## ACTIVITY 1
From the passage on the HHS medical-records privacy rule, list the likely recipients of information that its final paragraph names.
## ACTIVITY 2
In the passage on the HHS medical-records privacy rule, which records does Donna E. Shalala say HHS has no authority to protect under HIPAA?
## ACTIVITY 3
Continue the passage on the HHS medical-records privacy rule from its last sentence.

## TEXT FOR ANALYSIS

Some of the concern focus on the problem that the secretary’s policy only addresses electronic medical records, not paper medical records. HIPAA only allows HHS to be that expansive, Fried says.
"The secretary said that any document that has been communicated or stored electronically, even if it’s ultimately a paper document, is covered by this regulation," he adds. "Does that mean that a faxed document is covered by this regulation? As currently written, I’d say the regulation requires that it is."
HHS Secretary Donna E. Shalala acknowledged the legislation’s limitations. "Under HIPAA, HHS does not have the authority to protect records that are maintained in paper form only. HIPAA also does not allow HHS to issue standards for records that are maintained by other insurers, or by employers for workers’ compensation purposes, according to a written statement.
"The proposed rule does not establish appropriate restrictions on the use or redisclosure of such information by likely recipients, such as researchers, life insurance issuers, marketing firms, or administrative, legal, and accounting services."

## EXTRACTED ENTRIES

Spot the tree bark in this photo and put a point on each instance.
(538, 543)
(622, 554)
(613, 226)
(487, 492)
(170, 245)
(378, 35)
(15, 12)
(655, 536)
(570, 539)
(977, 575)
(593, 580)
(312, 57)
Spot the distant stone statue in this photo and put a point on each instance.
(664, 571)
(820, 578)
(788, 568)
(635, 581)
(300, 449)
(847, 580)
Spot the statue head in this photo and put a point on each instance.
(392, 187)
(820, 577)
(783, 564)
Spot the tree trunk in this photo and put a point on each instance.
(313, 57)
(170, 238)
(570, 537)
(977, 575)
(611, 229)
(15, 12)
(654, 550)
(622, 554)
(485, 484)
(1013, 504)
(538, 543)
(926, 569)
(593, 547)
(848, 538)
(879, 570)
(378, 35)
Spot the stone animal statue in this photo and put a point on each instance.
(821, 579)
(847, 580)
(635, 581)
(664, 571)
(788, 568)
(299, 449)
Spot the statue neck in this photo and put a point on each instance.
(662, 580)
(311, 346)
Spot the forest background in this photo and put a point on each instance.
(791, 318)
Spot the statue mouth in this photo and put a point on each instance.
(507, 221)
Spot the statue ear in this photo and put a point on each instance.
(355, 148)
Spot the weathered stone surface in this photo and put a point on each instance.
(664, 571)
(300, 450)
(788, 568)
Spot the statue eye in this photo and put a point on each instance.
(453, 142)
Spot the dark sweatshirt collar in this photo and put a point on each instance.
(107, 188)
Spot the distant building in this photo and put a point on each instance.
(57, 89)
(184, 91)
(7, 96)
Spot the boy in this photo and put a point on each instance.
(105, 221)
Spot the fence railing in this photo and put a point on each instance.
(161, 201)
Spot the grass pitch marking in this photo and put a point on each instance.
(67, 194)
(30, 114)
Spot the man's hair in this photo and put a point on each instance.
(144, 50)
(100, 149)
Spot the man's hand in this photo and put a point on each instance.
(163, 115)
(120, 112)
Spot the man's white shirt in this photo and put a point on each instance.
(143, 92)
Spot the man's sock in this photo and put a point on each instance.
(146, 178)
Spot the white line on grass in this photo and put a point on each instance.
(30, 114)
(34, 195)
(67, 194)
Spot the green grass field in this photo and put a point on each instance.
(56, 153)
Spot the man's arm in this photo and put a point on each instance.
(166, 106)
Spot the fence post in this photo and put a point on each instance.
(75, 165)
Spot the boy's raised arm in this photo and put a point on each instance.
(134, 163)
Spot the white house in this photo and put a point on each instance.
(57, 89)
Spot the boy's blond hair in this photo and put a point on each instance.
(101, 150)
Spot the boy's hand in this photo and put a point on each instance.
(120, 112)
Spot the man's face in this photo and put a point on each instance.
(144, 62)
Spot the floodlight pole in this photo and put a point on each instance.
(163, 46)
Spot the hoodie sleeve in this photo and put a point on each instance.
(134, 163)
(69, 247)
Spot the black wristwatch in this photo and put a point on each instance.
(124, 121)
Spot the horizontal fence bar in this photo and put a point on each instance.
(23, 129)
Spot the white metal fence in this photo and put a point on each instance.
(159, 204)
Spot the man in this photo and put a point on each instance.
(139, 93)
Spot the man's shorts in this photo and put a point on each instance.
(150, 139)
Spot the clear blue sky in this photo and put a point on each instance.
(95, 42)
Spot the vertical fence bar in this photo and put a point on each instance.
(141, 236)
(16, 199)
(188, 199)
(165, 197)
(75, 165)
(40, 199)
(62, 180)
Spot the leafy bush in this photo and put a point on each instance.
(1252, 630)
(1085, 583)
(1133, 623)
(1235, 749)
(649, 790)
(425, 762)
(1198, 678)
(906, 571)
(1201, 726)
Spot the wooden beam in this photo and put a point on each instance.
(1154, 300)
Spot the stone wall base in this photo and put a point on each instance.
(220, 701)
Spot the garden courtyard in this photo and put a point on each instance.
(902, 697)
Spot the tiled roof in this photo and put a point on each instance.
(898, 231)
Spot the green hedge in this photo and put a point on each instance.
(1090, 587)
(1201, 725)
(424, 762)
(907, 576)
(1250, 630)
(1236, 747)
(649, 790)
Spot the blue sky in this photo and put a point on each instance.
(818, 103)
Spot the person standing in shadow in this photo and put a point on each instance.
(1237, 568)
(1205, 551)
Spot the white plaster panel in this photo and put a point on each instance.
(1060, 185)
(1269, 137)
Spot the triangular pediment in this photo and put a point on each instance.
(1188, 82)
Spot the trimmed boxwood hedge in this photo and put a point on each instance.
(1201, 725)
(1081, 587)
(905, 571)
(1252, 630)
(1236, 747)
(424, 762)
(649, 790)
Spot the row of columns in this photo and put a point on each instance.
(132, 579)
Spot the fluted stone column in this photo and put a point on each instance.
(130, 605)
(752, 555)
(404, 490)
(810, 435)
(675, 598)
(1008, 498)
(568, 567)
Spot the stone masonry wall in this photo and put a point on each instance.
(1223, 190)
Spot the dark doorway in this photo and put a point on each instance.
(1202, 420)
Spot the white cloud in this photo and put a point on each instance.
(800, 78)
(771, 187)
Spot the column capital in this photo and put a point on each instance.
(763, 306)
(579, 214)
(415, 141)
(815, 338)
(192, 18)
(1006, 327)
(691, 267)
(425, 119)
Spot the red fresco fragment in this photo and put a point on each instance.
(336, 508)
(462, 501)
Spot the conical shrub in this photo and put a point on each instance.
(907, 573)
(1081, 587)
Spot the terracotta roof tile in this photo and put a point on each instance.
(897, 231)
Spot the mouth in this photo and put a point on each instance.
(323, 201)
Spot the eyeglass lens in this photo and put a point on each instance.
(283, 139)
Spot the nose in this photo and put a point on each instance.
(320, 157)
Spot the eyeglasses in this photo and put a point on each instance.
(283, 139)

## ANSWER SECTION 1
- Researchers
- Life insurance issuers
- Marketing firms
- Administrative, legal, and accounting services

## ANSWER SECTION 2
Records that are maintained in paper form only.

## ANSWER SECTION 3
Congress has the responsibility of passing legislation that covers paper medical records, too. "It remains incumbent upon Congress to pass comprehensive confidentiality legislation that protects all information equally — whether it’s in paper or electronic format — and establishes a single, stringent national standard that serves as the law of the land," says Linda L. Kloss, MA, RRA, AHIMA’s executive vice president and CEO.
In addition, only Congress can provide consumers with the right to take action in court when their medical information is used inappropriately.
Another concern: The policy sets a federal floor, allowing states to develop more stringent privacy regulations. "We could end up with a hodgepodge of medical privacy regulations that would be difficult to administer," Fried says. Consumers, therefore, would find they have different privacy protection depending on where they live. Organizations that operate over the Internet or across state lines would find the different levels of protection inefficient and chaotic, he adds. "I think it’s a difficult standard."
Although HHS estimates the five-year cost for covered entities to be at least $3.8 billion, Fried says the health care industry still does not have a good sense of what the overall cost of the legislation will be. "Here is an interesting question; when we begin to really understand what the cost is, what impact will that have on the health care system?"
Even with his concerns, Fried says he thinks the legislation is "ultimately a good thing."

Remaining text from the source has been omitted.